___ Listed records

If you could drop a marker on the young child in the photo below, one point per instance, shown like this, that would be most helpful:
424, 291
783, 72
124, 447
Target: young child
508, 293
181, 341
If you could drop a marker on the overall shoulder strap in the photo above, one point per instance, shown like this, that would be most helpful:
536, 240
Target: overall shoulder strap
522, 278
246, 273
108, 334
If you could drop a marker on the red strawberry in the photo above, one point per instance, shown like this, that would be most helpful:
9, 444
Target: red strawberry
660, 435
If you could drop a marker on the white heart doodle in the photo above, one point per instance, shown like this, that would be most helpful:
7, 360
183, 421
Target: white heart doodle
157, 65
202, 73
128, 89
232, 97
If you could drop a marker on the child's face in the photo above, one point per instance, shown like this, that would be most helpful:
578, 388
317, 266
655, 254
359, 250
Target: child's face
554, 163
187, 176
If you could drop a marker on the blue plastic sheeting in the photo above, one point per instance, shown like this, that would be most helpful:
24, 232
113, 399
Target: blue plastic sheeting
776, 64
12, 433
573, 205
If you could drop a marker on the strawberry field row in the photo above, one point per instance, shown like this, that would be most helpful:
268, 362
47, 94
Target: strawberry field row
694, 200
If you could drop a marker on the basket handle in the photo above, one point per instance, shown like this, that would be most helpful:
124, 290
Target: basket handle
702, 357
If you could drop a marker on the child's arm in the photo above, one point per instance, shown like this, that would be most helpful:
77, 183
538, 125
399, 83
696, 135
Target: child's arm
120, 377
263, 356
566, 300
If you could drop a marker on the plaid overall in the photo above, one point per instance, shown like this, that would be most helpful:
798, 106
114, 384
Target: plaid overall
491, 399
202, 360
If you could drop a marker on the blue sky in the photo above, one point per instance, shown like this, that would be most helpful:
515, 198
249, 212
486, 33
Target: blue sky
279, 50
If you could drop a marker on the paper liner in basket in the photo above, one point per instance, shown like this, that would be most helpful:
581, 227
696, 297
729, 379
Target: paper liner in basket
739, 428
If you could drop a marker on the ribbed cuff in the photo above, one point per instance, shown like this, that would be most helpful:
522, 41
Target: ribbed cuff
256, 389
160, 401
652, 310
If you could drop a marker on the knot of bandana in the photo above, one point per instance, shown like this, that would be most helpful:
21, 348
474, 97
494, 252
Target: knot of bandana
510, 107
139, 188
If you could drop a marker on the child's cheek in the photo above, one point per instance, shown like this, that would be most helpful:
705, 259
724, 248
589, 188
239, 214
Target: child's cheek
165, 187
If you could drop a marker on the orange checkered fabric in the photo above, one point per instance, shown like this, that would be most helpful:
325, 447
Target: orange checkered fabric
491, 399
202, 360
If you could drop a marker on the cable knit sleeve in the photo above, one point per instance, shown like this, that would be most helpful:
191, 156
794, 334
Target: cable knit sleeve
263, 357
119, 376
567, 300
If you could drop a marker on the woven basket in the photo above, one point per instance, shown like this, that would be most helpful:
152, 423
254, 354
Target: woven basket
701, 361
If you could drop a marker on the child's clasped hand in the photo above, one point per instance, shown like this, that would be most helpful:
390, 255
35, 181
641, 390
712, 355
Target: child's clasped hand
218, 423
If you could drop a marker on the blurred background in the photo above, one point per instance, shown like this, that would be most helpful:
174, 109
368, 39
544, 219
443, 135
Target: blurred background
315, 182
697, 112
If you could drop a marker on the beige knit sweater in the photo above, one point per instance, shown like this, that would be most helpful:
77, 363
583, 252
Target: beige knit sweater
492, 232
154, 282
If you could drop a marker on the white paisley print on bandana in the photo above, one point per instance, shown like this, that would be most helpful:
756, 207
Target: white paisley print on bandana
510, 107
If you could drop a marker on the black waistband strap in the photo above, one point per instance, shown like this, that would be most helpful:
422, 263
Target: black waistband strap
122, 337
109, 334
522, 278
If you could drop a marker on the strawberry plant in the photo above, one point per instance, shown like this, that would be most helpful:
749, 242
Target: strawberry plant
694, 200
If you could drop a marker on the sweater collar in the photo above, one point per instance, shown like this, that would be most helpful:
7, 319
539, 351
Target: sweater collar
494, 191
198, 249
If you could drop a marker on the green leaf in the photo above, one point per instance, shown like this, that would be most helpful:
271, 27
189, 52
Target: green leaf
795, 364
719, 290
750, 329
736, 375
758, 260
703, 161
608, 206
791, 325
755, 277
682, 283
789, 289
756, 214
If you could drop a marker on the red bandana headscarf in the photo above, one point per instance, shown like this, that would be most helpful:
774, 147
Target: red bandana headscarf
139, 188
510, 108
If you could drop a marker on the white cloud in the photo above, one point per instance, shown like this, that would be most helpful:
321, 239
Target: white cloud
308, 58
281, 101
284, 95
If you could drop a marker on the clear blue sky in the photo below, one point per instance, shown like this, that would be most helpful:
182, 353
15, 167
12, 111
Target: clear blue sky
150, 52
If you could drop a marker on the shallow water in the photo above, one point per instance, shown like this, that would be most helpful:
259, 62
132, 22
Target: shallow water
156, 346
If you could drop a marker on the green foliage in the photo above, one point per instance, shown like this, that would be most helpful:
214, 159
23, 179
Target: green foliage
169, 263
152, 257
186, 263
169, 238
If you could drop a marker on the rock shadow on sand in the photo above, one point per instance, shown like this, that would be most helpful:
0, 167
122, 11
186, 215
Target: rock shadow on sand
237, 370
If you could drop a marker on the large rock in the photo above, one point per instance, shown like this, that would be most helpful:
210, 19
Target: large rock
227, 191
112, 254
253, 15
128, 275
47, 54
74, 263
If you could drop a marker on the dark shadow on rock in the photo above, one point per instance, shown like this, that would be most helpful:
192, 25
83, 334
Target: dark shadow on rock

______

--- What is required ---
Give back the complete data exactly as supplied.

--- Exercise response ---
If you could drop a marker on the young child in the photo below, one point per instance, shown like this, that would be most helpful:
424, 291
783, 72
124, 447
Target: young child
508, 293
181, 341
If you could drop a marker on the overall shoulder strap in the photo above, one point per instance, shown like this, that would be most helpful:
536, 240
Target: overall shoulder strap
522, 278
246, 273
108, 334
If you could drop a marker on the red strawberry in the photo above, one point per instance, shown like this, that would be most helpful:
9, 444
Target: red strawberry
660, 435
If you could drop a marker on the white heart doodle in the photo above, one point per instance, shown like this, that would be most helpful:
7, 360
183, 421
Target: white heart doodle
157, 65
202, 73
128, 89
232, 97
If you could drop a marker on the child's face in the photo above, one point per instance, shown like this, that would be most helpful:
578, 388
317, 266
655, 254
359, 250
Target: child's face
554, 163
187, 176
If you could drop a marker on the blue plastic sheeting in the photo above, one point per instance, shown like this, that would be most helpful:
24, 232
113, 399
Target: blue plastic sheeting
776, 64
12, 433
573, 205
If you could drop a marker on the strawberry field row in the photo above, one point per instance, shown like this, that would be most helpful:
268, 362
47, 94
Target: strawberry field row
694, 200
If you could drop a marker on the basket handle in the photo above, one point per instance, shown like this, that would be most helpful:
124, 290
Target: basket handle
702, 357
If you could drop a marker on the child's arm in the photo above, one point per instance, shown like this, that would be most helpful:
77, 183
538, 125
399, 83
696, 135
Target: child's arm
120, 377
263, 356
566, 300
If you could drop a marker on the plaid overall in the photo above, one point per instance, shown like this, that would be most helpful:
798, 106
114, 384
Target: plaid overall
491, 399
202, 360
If you could drop a marker on the blue sky in the photo above, one point per instance, shown like this, that would be most helpful:
515, 198
249, 212
486, 33
Target: blue sky
279, 50
If you could drop a marker on the paper liner in basket in the photo above, one point per instance, shown like this, that would be most helpful:
581, 227
696, 297
729, 379
Target: paper liner in basket
739, 428
If you could drop a marker on the ribbed cuff in the photo above, one point per instance, shown like this, that would be most helpful:
522, 41
Target: ribbed cuff
256, 389
160, 401
652, 310
If you could drop a marker on the knot of bandana in the photo above, one point per instance, shown like this, that would be most helpful:
21, 348
474, 97
494, 252
Target: knot of bandana
510, 107
139, 188
If you could drop a marker on the child's cheek in the photo above, one point per instance, shown like this, that would be most helpful:
705, 259
724, 248
589, 188
239, 214
Target: child's cheek
165, 187
If you could drop a marker on the orange checkered fabric in the photo above, one point per instance, shown like this, that would be most helpful:
325, 447
Target: orange checkered fabric
491, 399
202, 360
If you could drop a marker on the cable knit sleeve in the photo above, one point per instance, shown like this, that would be most helpful:
191, 156
794, 334
Target: cable knit sleeve
263, 357
119, 376
567, 300
If you could drop a marker on the woven basket in the photo above, one point per instance, shown like this, that would be most helpful:
152, 423
254, 354
Target: woven basket
701, 361
If you could drop a marker on the child's clasped hand in the photo above, one point per instance, shown like this, that would be most helpful:
390, 255
35, 181
641, 390
712, 355
Target: child's clasped hand
218, 423
If you could drop a marker on the blurred background in the photo above, one point per instance, shown like this, that would be most helpful:
174, 109
368, 39
544, 219
443, 135
Target: blurred background
315, 182
697, 112
If you could drop a marker on the beige knit sweater in the photo above, one point per instance, shown like this, that would be most helpful:
77, 363
583, 252
Target: beige knit sweater
492, 232
154, 282
If you could drop a marker on the white paisley print on bandana in the photo above, one point per instance, shown like this, that would be most helpful:
756, 207
Target: white paisley print on bandana
510, 107
If you could drop a marker on the black waistband strap in the photo above, one point per instance, shown like this, that would be most helpful:
422, 263
Target: black waistband strap
122, 337
109, 334
522, 278
If you could drop a marker on the strawberry plant in the photo above, one point per instance, shown like this, that would be most helpful:
749, 242
Target: strawberry plant
694, 200
If you could drop a marker on the sweater collar in the photo above, one point per instance, shown like this, that would be most helpful:
7, 319
539, 351
Target: sweater collar
494, 191
198, 249
If you could drop a marker on the green leaf in the photo above, one point per instance, shown like this, that would be most helpful:
271, 27
189, 52
Target: green leaf
795, 364
719, 290
750, 329
736, 375
758, 260
703, 161
608, 206
791, 325
755, 277
682, 283
789, 289
756, 214
If you could drop a marker on the red bandana headscarf in the photo above, one point per instance, shown like this, that would be most helpful:
774, 147
Target: red bandana headscarf
139, 188
510, 108
If you could drop a marker on the white cloud in the photo above, one point per instance, shown like this, that would be most helpful:
321, 239
Target: white cloud
308, 58
281, 101
284, 95
If you could drop a marker on the clear blue sky in the photo below, one point per instance, shown like this, that would be most helpful:
182, 353
15, 167
12, 111
Target: clear blue sky
150, 52
If you could drop a marker on the shallow water in the photo above, one point per instance, shown like this, that would be most helpful:
259, 62
132, 22
Target: shallow water
156, 346
If you could drop a marker on the green foliage in the photo above, one point per instance, shown like this, that would be most helpful:
214, 159
23, 179
Target: green foliage
169, 263
152, 257
186, 263
169, 238
If you could drop a marker on the rock shadow on sand in the photo above, one point per instance, shown like this, that would be most helpful:
0, 167
122, 11
186, 215
Target: rock shadow on sand
237, 370
If you could drop a marker on the large rock in the photo above, one point per instance, shown like this, that would be most helpful:
210, 19
Target: large rock
227, 191
112, 254
253, 15
128, 275
47, 54
74, 263
If you could drop a marker on the dark shadow on rock in the photo above, one point per instance, shown like this, that would be most helpful:
192, 25
83, 334
Target: dark shadow on rock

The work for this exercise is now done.